**Problem 1:**
According to the CoBrA exhibition text, where and in what year was the movement's manifesto signed?

**Source excerpt:**
■ ■ ■ ■ ■

CoBrA in Rome

Karel Appel COBRA Movement

 

 

 

 

 

 

 

 

 

 

 

 

 

 

Rome Foundation Museum-Palazzo Cipolla is organizing an exhibition concernig the CoBrA group (1948-1951) – an acronym formed from the initial letters of the capitals of the countries of origin of the artists: Copenhagen, Brussels, Amsterdam – the first major international post-war avant-garde , emphasizing, through an in-depth  historical-critical focus, the extraordinary European vocation of this transnational movement.

Cobra. A great European avant-garde (1948-1951) is the title of the exhibition, sponsored by the Rome Foundation and organized by the Fondazione Roma-Art-Museums in collaboration with DIE GALERIE Frankfurt. The exhibition has been organized by Damian Femfert and Francesco Poli and offers a wide and accurate collection of paintings, sculptures, works on paper, publications, documents and photos, testifying to the activities of the leaders of the movement, including Jorn Pedersen, Dotremont , Appel, Lucebert, Corneille, Alechinsky, Götz, Constant. The manifesto of CoBrA Movement, entitled “La cause était entendue” (The Case Was Settled) was written by CoBrA member Christian Dotremont and signed by all founding members in Paris in 1948. It was directly speaking to their experience attending the Centre International de Documentation sur l’Art d’Avant-garde in which they felt the atmosphere was sterile and authoritarian. It was a statement of working collaboratively in an organic mode of experimentation in order to develop their work separate from the current place of the avant-garde movement. The name of the manifesto was also a play on words from an earlier document signed by Belgian and French Revolutionary Surrealists in July 1947, entitled “La cause est entendue” (The Case Was Settled).

■ ■ ■ ■ ■

**Information shown:**

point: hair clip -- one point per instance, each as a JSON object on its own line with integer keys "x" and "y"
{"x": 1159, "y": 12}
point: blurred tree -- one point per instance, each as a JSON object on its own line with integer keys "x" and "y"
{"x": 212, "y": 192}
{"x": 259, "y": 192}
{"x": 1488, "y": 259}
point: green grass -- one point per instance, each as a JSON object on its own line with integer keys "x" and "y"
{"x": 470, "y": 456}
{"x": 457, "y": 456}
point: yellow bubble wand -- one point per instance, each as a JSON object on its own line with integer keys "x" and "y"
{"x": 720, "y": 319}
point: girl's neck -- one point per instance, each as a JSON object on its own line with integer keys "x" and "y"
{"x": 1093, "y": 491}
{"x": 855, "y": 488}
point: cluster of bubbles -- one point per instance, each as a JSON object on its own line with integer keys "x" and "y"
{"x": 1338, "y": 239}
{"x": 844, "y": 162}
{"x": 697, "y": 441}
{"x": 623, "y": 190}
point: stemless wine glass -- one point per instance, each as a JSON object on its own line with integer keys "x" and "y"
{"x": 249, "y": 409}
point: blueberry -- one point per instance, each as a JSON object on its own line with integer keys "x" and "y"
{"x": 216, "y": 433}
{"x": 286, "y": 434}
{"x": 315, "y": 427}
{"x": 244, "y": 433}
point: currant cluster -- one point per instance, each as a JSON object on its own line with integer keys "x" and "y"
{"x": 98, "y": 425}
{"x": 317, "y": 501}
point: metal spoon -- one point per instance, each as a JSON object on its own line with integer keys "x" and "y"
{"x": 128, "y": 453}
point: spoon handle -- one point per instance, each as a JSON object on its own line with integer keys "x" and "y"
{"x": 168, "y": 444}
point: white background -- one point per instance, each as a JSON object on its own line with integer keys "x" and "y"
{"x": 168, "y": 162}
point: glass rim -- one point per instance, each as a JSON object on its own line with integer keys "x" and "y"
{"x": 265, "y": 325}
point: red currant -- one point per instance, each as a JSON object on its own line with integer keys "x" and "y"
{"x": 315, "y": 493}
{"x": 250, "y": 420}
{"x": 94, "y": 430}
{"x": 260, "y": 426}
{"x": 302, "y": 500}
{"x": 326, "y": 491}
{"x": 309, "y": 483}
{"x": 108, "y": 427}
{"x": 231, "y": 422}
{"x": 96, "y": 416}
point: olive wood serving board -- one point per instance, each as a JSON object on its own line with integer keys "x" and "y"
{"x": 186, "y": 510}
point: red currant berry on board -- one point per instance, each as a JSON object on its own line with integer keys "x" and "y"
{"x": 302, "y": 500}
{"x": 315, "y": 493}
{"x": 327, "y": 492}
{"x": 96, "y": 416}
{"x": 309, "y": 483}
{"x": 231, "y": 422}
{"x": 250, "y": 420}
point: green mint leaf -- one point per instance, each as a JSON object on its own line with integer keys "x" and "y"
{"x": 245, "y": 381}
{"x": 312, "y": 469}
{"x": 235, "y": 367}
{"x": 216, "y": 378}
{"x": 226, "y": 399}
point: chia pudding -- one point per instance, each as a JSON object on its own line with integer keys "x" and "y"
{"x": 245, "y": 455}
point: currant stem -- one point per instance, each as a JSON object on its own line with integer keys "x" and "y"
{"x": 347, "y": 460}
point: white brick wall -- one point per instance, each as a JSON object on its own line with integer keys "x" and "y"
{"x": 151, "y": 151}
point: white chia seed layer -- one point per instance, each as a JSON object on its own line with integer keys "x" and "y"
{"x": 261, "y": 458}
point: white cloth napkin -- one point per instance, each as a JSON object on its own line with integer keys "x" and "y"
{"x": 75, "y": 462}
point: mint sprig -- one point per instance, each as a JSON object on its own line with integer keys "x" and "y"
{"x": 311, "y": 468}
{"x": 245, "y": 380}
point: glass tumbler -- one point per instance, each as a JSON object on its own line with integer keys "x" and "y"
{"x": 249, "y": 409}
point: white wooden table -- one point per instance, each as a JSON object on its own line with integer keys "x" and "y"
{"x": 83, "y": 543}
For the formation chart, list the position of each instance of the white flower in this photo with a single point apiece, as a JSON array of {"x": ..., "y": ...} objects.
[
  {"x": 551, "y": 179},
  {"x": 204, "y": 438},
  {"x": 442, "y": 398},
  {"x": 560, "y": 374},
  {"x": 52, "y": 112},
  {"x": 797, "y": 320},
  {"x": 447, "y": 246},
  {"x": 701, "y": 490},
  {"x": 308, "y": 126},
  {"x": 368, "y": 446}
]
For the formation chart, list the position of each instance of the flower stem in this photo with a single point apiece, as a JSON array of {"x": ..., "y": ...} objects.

■ ■ ■ ■ ■

**Problem 2:**
Begin at the line of the listing that contains "point: mint sprig" and stop after the listing's last line. Rewrite every line in that span, requests included, scaling each x and y coordinate in the answers by 1.35 and rounding to whole numbers with halves rounded up, and return only those lines.

**Exercise response 1:**
In Paris, in 1948.

**Exercise response 2:**
point: mint sprig -- one point per instance, each as a JSON object on its own line with integer keys "x" and "y"
{"x": 420, "y": 632}
{"x": 331, "y": 513}
point: glass tumbler -- one point per instance, each as a JSON object on its own line with integer keys "x" and "y"
{"x": 336, "y": 552}
point: white wooden table -- one point per instance, each as a JSON object on its own line with integer keys "x" and "y"
{"x": 112, "y": 733}
For the formation chart, list the position of each instance of the white flower in this photo with a single point apiece, as a JSON array of {"x": ..., "y": ...} objects.
[
  {"x": 744, "y": 242},
  {"x": 275, "y": 591},
  {"x": 597, "y": 537},
  {"x": 756, "y": 505},
  {"x": 70, "y": 151},
  {"x": 1076, "y": 432},
  {"x": 603, "y": 332},
  {"x": 946, "y": 662},
  {"x": 416, "y": 170},
  {"x": 497, "y": 602}
]
For the formation chart, list the position of each instance of the flower stem in this photo with a single point apiece, as a JSON array of {"x": ..., "y": ...} objects.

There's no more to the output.